• _Source text_

▼

I predict: disastrous failure. The whole process - from community feedback, staff final recommendations, SB lack of direction and ignorant decisions.
Anonymous
Anonymous wrote:
Anonymous wrote:
Anonymous wrote:
Anonymous wrote:
Anonymous wrote:
Anonymous wrote:
Anonymous wrote:These pathways are so bogus. IB? Really? How many kids will get to transfer to TJ for that pathway. This is just stupid. And if kids want to take spots at WL for OB, they have to do the full diploma. With the long waitlist they need to start sending kids back to their home schools when they are clearly only doing partial IB.


Agreed!
1. distinct pathways beginning in 6th grade is dumb. We shouldn't be pigeon-holing 11 year olds into specific paths.
2. if you're going to do something like this, every middle school should have its "pathway" and that focus be for the entire school. Immersion is clearly not taking up an entire middle school; but IB does at Jefferson.
3. These "enticements" DO NOT WORK for balancing enrollment.
4. Only 4 pathways are indicated. We have 6 middle schools. So what are the other 2 middle schools going to offer?
5. HBW's "program" description is absolutely awful. Especially the caring community part - implying care and community are not part of any other middle school.
6. How about just a good ol' fashioned emphasis on a rigorous well-rounded education for every student, allowing every student to develop and learn their special interests and talents and giving them opportunities to explore them via extracurriculars and electives in high school.


+100

I can't even believe this.

▲

Could you retype the forum thread about middle school pathways above, word for word and in full?

• _Given entries_
▼

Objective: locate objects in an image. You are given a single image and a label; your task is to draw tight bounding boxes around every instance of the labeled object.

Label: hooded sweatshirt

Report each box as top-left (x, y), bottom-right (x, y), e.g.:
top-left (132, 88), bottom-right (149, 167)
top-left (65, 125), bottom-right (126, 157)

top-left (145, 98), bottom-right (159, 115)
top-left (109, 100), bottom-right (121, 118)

▲

• _Answer_
I predict: disastrous failure. The whole process - from community feedback, staff final recommendations, SB lack of direction and ignorant decisions.
Anonymous
Anonymous wrote:
Anonymous wrote:
Anonymous wrote:
Anonymous wrote:
Anonymous wrote:
Anonymous wrote:
Anonymous wrote:These pathways are so bogus. IB? Really? How many kids will get to transfer to TJ for that pathway. This is just stupid. And if kids want to take spots at WL for OB, they have to do the full diploma. With the long waitlist they need to start sending kids back to their home schools when they are clearly only doing partial IB.


Agreed!
1. distinct pathways beginning in 6th grade is dumb. We shouldn't be pigeon-holing 11 year olds into specific paths.
2. if you're going to do something like this, every middle school should have its "pathway" and that focus be for the entire school. Immersion is clearly not taking up an entire middle school; but IB does at Jefferson.
3. These "enticements" DO NOT WORK for balancing enrollment.
4. Only 4 pathways are indicated. We have 6 middle schools. So what are the other 2 middle schools going to offer?
5. HBW's "program" description is absolutely awful. Especially the caring community part - implying care and community are not part of any other middle school.
6. How about just a good ol' fashioned emphasis on a rigorous well-rounded education for every student, allowing every student to develop and learn their special interests and talents and giving them opportunities to explore them via extracurriculars and electives in high school.


+100

I can't even believe this.